(DIRECTIVES):
A: According to the aecdata package page, what does the library manage automatically to simplify authentication?
B: For each statement, say whether the aecdata package page supports it, and quote the deciding words: (i) the library depends on pandas; (ii) the library is meant to run only on one operating system; (iii) its visualization support covers product contributions.

(SELECTED EXTRACT):

· · ·

Metadata-Version: 2.1
Name: aecdata
Version: 0.0.3
Summary: A Python library designed to simplify access to the 2050-materials API
Home-page: https://github.com/2050-Materials/aecdata
Author: 2050 Materials
Author-email: nicodemos@2050-materials.com
License: Apache License 2.0
Classifier: Programming Language :: Python :: 3
Classifier: License :: OSI Approved :: MIT License
Classifier: Operating System :: OS Independent
Description-Content-Type: text/markdown
License-File: LICENSE
Requires-Dist: requests
Requires-Dist: numpy
Requires-Dist: pandas
Requires-Dist: matplotlib
Requires-Dist: pyarrow

# AECData

AECData is a Python library designed to facilitate seamless interaction with the 2050-materials platform API (see documentation [here](https://docs.2050-materials.com/getting-started-with-2050-materials/using-the-api)). By abstracting the complexities of authentication and data retrieval, this library empowers developers to focus on analyzing and utilizing environmental data about construction materials effectively.

## Key Features

- **Simplified Authentication**: Manages API tokens automatically, streamlining the authentication process.
- **Flexible Data Retrieval**: Supports fetching data using customizable filters to meet diverse analysis needs.
- **Data Manipulation and Analysis**: Offers tools for transforming, scaling, and statistically analyzing the data.
- **Visualization Support**: Provides functionalities for visualizing data distributions and product contributions.

· · ·

(SUPPLIED MATERIAL):
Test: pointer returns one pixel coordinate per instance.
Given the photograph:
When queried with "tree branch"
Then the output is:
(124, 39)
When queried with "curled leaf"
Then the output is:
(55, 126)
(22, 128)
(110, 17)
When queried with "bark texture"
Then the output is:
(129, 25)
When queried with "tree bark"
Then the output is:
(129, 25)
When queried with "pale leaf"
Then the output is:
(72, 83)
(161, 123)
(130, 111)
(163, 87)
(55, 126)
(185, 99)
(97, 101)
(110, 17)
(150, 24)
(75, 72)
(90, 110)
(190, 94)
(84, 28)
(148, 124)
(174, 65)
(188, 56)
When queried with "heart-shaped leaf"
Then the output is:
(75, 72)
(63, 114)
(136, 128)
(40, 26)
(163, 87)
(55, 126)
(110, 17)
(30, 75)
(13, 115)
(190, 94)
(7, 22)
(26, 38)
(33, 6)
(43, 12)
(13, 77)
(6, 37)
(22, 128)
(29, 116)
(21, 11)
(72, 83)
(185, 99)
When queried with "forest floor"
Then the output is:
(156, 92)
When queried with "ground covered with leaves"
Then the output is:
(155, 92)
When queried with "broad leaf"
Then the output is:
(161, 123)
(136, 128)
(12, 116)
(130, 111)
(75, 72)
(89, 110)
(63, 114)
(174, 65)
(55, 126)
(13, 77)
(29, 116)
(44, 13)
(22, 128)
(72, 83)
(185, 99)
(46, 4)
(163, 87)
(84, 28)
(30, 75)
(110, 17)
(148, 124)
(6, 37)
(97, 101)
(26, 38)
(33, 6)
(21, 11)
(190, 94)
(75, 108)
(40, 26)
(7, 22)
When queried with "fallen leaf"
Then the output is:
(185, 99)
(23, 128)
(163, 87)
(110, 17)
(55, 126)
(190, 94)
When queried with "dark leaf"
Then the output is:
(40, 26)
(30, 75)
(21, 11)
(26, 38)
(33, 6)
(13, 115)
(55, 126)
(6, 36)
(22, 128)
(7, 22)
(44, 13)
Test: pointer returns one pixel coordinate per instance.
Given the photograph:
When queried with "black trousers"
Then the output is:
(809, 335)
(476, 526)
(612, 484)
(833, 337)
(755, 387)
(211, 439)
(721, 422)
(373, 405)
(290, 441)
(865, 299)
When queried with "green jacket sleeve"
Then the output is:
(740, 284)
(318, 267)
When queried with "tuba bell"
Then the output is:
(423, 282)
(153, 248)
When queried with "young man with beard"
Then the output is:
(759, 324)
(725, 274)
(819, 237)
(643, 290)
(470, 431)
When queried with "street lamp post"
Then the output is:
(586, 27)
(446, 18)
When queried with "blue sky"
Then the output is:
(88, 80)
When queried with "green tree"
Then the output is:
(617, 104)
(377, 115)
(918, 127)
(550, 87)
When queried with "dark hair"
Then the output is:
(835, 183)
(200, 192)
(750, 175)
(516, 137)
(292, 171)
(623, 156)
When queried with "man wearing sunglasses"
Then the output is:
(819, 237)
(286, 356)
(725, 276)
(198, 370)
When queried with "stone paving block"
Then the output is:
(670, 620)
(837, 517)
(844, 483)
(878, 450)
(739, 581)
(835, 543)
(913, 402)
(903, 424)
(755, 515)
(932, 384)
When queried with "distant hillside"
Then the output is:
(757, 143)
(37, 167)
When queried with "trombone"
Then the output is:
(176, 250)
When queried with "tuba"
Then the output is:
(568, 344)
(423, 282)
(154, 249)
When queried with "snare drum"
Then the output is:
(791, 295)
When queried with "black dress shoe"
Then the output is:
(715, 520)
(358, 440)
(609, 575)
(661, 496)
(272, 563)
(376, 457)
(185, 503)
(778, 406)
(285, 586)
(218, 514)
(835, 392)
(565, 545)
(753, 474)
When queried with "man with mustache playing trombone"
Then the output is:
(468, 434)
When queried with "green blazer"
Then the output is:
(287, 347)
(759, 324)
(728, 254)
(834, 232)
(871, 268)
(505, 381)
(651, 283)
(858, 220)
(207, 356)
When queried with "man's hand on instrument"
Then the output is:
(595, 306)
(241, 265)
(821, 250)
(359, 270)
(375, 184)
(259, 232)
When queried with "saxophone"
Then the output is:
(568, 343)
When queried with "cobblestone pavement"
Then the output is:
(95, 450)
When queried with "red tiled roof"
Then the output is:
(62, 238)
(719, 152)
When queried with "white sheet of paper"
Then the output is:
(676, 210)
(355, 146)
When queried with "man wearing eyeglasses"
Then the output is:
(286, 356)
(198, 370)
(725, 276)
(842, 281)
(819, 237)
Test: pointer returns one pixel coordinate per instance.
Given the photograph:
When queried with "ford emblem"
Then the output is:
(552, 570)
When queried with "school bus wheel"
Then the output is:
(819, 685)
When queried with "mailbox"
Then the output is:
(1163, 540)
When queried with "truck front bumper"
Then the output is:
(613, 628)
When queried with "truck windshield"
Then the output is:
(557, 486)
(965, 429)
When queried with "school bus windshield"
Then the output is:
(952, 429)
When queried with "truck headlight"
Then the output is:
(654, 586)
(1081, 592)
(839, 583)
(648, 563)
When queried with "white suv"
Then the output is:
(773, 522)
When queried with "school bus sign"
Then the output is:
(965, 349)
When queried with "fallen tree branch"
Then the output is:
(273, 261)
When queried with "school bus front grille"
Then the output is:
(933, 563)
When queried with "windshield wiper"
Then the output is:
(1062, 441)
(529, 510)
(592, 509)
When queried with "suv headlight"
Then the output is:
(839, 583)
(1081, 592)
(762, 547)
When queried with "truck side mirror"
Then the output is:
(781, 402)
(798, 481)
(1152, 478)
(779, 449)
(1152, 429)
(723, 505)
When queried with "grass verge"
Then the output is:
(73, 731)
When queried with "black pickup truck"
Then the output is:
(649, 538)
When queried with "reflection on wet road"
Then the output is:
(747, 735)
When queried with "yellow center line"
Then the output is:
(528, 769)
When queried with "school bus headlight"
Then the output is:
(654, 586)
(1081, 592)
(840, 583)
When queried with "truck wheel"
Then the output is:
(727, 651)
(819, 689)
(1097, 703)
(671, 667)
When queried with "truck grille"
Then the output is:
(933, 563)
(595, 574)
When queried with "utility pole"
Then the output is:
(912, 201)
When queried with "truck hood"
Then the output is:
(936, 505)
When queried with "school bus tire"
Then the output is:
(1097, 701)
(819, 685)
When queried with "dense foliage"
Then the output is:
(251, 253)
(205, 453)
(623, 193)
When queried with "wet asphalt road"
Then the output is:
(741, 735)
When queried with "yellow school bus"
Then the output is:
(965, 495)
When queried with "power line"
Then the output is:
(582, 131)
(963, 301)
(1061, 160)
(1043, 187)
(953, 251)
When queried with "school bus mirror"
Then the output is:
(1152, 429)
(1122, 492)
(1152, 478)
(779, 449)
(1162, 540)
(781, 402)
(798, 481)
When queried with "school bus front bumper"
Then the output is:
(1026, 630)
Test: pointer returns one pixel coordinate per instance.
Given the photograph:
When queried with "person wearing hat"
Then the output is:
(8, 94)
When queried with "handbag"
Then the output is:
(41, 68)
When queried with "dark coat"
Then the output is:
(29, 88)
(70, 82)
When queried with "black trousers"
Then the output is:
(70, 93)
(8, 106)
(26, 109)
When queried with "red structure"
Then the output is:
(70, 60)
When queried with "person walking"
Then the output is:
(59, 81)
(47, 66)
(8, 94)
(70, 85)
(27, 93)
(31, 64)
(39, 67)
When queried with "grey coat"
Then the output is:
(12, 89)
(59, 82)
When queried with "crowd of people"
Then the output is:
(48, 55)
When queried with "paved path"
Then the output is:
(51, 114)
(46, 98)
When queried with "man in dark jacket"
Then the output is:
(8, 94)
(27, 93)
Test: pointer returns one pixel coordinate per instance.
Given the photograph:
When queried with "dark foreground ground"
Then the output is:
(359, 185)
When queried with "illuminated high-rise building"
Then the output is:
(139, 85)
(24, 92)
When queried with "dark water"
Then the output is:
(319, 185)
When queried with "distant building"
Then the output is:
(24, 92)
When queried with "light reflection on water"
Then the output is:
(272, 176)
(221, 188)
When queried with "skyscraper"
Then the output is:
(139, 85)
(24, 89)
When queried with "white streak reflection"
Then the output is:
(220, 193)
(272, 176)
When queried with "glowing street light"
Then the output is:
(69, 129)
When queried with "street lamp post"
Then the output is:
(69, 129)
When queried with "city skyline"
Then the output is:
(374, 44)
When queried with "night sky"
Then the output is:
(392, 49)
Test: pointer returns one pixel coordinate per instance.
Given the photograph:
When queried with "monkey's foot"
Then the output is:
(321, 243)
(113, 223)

· · ·

(SOLUTIONS TO THE PROBLEMS):
A: API tokens.

B:
(i) Yes: "Requires-Dist: pandas"
(ii) No: "Operating System :: OS Independent"
(iii) Yes: "Provides functionalities for visualizing data distributions and product contributions."